Istruzioni di lavoro:
[1] Riassuma in due frasi il testo sull'approccio Zero Trust.
[2] Secondo il testo sull'approccio Zero Trust, perché Nozomi si propone di seguire la teoria nel modo più rigoroso? Risponda in una o due frasi.
[3] Riscriva il passo del testo sull'approccio Zero Trust che comincia con "In poche parole, supporre" e prosegue fino a "sicuro ed errato.", sostituendo "rete" con "sottorete".

Testo di studio:
────

Non Fidarti ma Verifica: Approccio Zero Trust per OT e IoT - Nozomi Networks

Cyber Security 9 min read
Non Fidarti ma Verifica: Approccio Zero Trust per OT e IoT - Nozomi Networks
Non Fidarti ma Verifica: Approccio Zero Trust per OT e IoT - Nozomi Networks

Negli ultimi anni, lo Zero Trust Security Model, o Zero Trust Architecture, ha guadagnato popolarità sia dal pubblico tecnico che non tecnico.

Non è difficile capire le ragioni alla base di questo successo: l'approccio trust-by-design è obsoleto e ha dimostrato quanto possano andare male le cose quando un dispositivo o un'applicazione sono considerati attendibili a priori, senza alcuna considerazione dinamica del contesto.

In poche parole, supporre che dispositivi e applicazioni possano essere considerati affidabili solo perché si trovano sulla stessa rete è un presupposto vecchio, non sicuro ed errato.

Applicazione dell’Approccio Zero Trust

Applicare correttamente la metodologia Zero Trust (ZT) richiede lo studio di come interagiscono i sistemi, di cosa hanno bisogno gli uni dagli altri e come ridurre al minimo l'accesso alle informazioni. Può sembrare semplice, ma non lo è: soprattutto se i sistemi interagenti esistono già e hanno necessità di essere aggiornati o adattati per implementare ZT.

Nozomi come professionista della sicurezza informatica, ha come obiettivo quello di seguire ciò che dice la teoria nel modo più rigoroso, o il rischio è quello di dover affrontare gli stessi problemi del vecchio approccio trust-by-design (con una certa complessità in più).

In linea di principio, l'endgame desiderato di un'implementazione ZT richiede che tutti i componenti (non alcuni, né i più importanti, né solo conosciuti, ma tutti) interagiscano tra loro con tutte le verifiche di accesso in atto.

Ma per raggiungere questo obiettivo, abbiamo bisogno che tutti i dispositivi, le applicazioni e i protocolli di comunicazione siano progettati pensando a ZT. È possibile in tutti i casi oggi? No. Ma possiamo progettare un piano per arrivarci.

Per raggiungere lo stato di zero trust, sono due le azioni principali da eseguire: la prima in cui le vecchie abitudini di trust-by-design vengono rimosse, anche se permangono problemi a causa dei limiti tecnologici, e la seconda in cui ogni parte del sistema supporta un approccio ZT.

────

Dati di localizzazione spaziale:
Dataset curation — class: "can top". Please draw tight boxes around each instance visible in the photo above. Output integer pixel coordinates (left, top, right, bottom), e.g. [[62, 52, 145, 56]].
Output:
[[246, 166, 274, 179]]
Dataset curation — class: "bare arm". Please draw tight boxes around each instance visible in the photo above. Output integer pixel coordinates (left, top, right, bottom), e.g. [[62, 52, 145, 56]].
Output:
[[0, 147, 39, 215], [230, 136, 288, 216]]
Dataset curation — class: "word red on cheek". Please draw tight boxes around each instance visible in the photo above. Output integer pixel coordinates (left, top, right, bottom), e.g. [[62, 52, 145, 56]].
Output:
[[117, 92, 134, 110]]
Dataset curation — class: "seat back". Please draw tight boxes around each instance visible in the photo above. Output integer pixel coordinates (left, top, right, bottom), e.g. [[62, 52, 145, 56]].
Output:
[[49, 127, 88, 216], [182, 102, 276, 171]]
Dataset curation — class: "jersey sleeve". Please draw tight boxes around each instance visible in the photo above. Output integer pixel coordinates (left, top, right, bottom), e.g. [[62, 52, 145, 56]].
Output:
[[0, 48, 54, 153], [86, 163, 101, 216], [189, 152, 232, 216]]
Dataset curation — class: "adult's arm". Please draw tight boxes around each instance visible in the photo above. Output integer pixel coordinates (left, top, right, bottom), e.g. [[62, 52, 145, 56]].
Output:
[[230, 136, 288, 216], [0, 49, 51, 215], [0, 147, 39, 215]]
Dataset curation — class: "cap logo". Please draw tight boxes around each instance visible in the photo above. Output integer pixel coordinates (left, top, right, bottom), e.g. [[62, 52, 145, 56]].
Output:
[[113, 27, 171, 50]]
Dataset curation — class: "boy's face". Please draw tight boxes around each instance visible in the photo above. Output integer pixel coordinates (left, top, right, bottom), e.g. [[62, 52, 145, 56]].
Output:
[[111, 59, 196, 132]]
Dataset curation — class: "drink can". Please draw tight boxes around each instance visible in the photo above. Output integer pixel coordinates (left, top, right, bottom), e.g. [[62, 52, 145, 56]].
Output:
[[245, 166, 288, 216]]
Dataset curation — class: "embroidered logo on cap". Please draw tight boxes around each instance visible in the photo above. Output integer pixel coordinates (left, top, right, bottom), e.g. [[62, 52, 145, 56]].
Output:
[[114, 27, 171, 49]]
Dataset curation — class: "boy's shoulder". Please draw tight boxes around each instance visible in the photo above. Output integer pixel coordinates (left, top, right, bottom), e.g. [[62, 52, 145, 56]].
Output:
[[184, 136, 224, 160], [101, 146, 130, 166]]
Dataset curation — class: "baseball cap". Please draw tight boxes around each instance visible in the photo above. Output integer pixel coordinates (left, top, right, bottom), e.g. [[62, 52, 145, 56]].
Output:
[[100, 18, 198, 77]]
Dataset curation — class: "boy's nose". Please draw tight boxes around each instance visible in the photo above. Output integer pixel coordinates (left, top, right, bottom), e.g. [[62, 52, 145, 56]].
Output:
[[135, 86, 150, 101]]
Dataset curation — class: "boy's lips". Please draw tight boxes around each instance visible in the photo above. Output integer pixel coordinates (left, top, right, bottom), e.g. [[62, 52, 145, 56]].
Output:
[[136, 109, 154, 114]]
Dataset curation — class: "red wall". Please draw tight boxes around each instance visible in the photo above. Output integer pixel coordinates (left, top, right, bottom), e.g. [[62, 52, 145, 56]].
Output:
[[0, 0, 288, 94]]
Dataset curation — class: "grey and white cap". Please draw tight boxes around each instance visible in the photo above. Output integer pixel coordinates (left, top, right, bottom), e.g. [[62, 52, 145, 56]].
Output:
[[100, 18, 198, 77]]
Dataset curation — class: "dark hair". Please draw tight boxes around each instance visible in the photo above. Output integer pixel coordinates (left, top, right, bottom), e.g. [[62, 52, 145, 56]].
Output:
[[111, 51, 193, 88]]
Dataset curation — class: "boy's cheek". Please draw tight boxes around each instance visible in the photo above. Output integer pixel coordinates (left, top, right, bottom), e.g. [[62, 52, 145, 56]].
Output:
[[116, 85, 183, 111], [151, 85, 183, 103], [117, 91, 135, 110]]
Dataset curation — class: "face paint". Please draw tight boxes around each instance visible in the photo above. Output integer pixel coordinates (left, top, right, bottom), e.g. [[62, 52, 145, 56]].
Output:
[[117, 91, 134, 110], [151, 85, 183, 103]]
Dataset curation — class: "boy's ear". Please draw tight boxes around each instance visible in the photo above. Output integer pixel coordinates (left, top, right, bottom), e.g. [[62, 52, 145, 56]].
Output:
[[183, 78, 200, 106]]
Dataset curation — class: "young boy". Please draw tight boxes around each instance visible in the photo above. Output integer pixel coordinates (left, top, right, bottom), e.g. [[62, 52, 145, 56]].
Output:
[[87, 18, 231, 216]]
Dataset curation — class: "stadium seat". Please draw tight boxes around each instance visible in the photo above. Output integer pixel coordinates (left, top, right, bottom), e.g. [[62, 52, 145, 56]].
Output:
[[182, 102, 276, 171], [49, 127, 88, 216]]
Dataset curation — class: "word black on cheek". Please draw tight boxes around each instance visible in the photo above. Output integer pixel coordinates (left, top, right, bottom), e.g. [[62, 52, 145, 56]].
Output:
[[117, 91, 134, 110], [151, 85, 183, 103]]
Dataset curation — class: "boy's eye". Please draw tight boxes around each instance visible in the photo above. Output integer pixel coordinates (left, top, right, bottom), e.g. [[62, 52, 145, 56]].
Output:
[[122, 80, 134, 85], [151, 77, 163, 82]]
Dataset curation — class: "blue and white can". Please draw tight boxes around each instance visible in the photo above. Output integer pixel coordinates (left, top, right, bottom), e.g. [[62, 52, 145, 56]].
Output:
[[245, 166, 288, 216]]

────

Risultati dei compiti:
[1] Negli ultimi anni il modello Zero Trust ha guadagnato popolarità, perché l'approccio trust-by-design, che considera attendibili a priori dispositivi e applicazioni, è obsoleto. Applicarlo correttamente richiede di studiare come interagiscono i sistemi e di ridurre al minimo l'accesso alle informazioni, e per raggiungere lo stato di zero trust occorrono due azioni: rimuovere le vecchie abitudini di trust-by-design e fare in modo che ogni parte del sistema supporti un approccio ZT.

[2] Nozomi si propone di seguire la teoria nel modo più rigoroso perché altrimenti rischierebbe di dover affrontare gli stessi problemi del vecchio approccio trust-by-design, con una certa complessità in più.

[3]
In poche parole, supporre che dispositivi e applicazioni possano essere considerati affidabili solo perché si trovano sulla stessa sottorete è un presupposto vecchio, non sicuro ed errato.